Images for object localization

━━━━━━━━━━

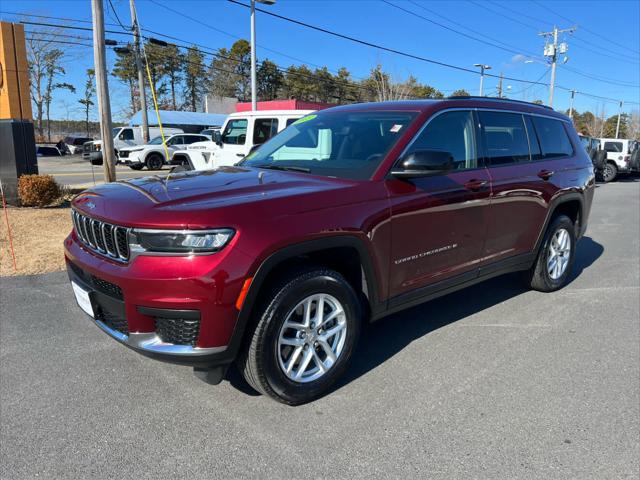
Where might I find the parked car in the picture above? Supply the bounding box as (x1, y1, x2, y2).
(599, 138, 636, 182)
(36, 145, 62, 157)
(578, 134, 606, 179)
(118, 133, 211, 170)
(172, 110, 314, 170)
(82, 126, 183, 165)
(65, 98, 594, 405)
(63, 136, 93, 155)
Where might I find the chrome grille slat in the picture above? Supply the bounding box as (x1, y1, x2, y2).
(72, 210, 130, 262)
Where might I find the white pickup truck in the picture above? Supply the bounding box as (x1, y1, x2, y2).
(82, 126, 182, 165)
(171, 110, 313, 170)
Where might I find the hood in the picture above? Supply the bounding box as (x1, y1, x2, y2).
(72, 166, 357, 229)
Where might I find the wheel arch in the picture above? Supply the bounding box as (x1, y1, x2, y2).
(534, 193, 584, 253)
(227, 235, 381, 359)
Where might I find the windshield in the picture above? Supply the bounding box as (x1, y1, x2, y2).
(112, 127, 122, 137)
(148, 136, 164, 145)
(242, 111, 418, 180)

━━━━━━━━━━

Activity
Your answer must be an exact copy of the data above, minus its pictures.

Result of this exercise
Where might I find the parked car in the picture above? Supply the bounding box as (x1, y1, x2, y2).
(599, 138, 636, 182)
(36, 145, 62, 157)
(578, 134, 606, 179)
(118, 133, 211, 170)
(172, 110, 314, 170)
(82, 126, 183, 165)
(65, 98, 594, 405)
(63, 136, 93, 155)
Where might I find the chrome grille slat in the picture above? Supply the bounding box as (x1, y1, x2, y2).
(72, 210, 130, 262)
Where might I find the white pickup truck in the picture above? Supply the bounding box as (x1, y1, x2, y2).
(82, 126, 182, 165)
(171, 110, 313, 170)
Where might I find the hood in the picture above? Supply the bounding box as (x1, y1, x2, y2).
(72, 166, 357, 229)
Where might I find the wheel arch in the picture above? Supply the bounding box as (x1, y1, x2, y2).
(534, 193, 584, 253)
(227, 235, 381, 359)
Where might I find the windshield in the picture above? Supply the bounding box as (x1, y1, x2, y2).
(112, 127, 122, 137)
(148, 136, 164, 145)
(242, 111, 418, 180)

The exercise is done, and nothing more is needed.